**** ENTRIES SUPPLIED

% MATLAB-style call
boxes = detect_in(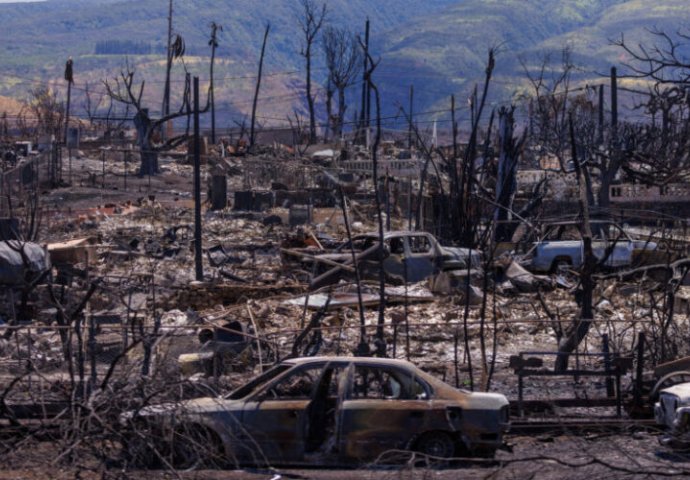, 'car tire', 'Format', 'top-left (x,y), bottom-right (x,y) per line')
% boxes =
(414, 432), (455, 458)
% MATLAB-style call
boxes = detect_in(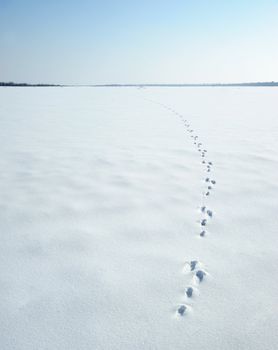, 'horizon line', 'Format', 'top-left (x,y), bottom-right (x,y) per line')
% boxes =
(0, 81), (278, 88)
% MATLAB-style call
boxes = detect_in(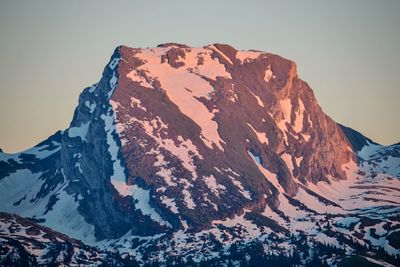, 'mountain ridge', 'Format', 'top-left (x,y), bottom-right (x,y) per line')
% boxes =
(0, 43), (400, 266)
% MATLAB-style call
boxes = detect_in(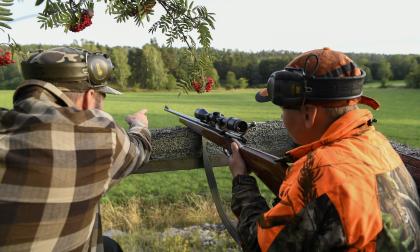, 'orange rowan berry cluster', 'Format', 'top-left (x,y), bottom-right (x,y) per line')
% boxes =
(191, 77), (214, 93)
(0, 49), (15, 66)
(69, 10), (93, 32)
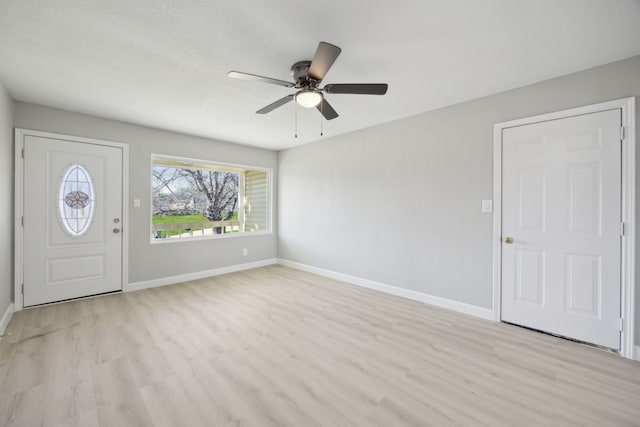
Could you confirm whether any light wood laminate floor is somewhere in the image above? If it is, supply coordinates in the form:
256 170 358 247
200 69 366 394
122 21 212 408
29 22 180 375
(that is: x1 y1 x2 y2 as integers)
0 266 640 427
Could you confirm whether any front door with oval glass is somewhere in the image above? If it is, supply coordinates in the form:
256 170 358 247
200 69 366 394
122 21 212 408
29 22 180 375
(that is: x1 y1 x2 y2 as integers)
23 135 123 307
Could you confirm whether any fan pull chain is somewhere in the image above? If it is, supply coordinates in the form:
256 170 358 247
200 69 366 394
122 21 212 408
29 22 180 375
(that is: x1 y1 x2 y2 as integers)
293 98 298 138
320 99 324 136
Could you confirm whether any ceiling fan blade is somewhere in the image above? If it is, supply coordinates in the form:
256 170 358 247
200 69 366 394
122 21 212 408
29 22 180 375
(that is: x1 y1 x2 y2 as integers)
227 71 296 87
323 83 389 95
316 98 338 120
256 95 293 114
309 42 342 81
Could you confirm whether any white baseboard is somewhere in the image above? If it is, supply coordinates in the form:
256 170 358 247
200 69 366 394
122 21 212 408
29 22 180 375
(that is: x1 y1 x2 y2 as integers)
278 258 494 320
124 258 277 292
0 304 14 336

********

*YOUR INSTRUCTIONS*
Only the lines from the one containing "Could you confirm whether any light" through the end of the entries above belong in the answer; repeat them exactly.

*FULL SOLUTION*
Could you confirm whether any light wood laminate floor is somewhere in the image above? If it is, supply coordinates in the form:
256 170 358 247
200 69 366 394
122 21 212 408
29 22 180 375
(that is: x1 y1 x2 y2 as integers)
0 266 640 427
Could you confirm whether any front door with oval glass is somewhere in the image above? If it is, supply coordinates in the form:
256 170 358 247
200 69 366 394
122 21 212 408
29 22 180 375
(that is: x1 y1 x2 y2 as integers)
23 135 123 307
Could you confirm whether any fan pull chain is somewhere in the image above? If it is, supply coordinates in the form:
256 170 358 247
200 69 366 394
122 21 212 408
29 22 180 375
(that is: x1 y1 x2 y2 as integers)
293 98 298 138
320 99 324 136
Could you confirm whether any ceiling fan blade is somewhere in the image above? If it is, supply coordinates in the form:
256 170 358 247
200 69 366 394
122 21 212 408
29 22 180 375
(that is: x1 y1 x2 y2 as integers)
227 71 296 87
323 83 389 95
316 98 338 120
256 95 293 114
309 42 342 81
Could you confirm whether any white baseboard is somewhere in the image above? If it is, supply coordinates in the form:
256 170 358 247
200 69 366 394
122 21 212 408
29 22 180 375
(that is: x1 y1 x2 y2 as integers)
278 258 494 320
124 258 277 292
0 304 14 336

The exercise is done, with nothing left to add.